Problem description: Gather every line in the records below that contains the string "white", and copy each one. Case counts.

▬▬▬

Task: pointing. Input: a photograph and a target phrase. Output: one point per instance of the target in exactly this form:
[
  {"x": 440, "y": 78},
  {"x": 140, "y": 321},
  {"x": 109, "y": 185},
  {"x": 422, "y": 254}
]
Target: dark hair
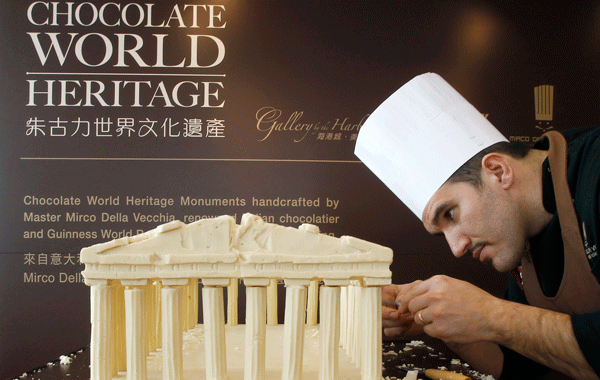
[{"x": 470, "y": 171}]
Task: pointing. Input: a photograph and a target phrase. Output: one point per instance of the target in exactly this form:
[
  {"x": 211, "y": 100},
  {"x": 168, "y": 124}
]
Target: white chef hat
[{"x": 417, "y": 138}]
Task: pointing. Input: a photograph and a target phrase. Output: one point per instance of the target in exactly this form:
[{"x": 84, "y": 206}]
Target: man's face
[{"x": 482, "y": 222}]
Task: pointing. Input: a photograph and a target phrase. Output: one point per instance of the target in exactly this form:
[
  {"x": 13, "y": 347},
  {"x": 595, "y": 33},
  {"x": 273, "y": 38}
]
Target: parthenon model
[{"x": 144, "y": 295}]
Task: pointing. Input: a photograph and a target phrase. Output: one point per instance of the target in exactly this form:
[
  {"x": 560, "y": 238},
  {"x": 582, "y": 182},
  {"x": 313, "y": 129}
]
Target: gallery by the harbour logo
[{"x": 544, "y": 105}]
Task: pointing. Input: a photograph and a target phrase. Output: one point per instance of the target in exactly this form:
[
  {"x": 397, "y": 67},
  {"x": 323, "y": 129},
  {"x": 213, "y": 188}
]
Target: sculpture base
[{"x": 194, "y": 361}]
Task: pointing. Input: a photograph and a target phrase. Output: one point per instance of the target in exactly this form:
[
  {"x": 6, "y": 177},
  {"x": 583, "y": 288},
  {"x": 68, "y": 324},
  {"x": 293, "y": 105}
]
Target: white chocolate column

▬▬▬

Exercise output:
Target: white chef hat
Target: white chocolate column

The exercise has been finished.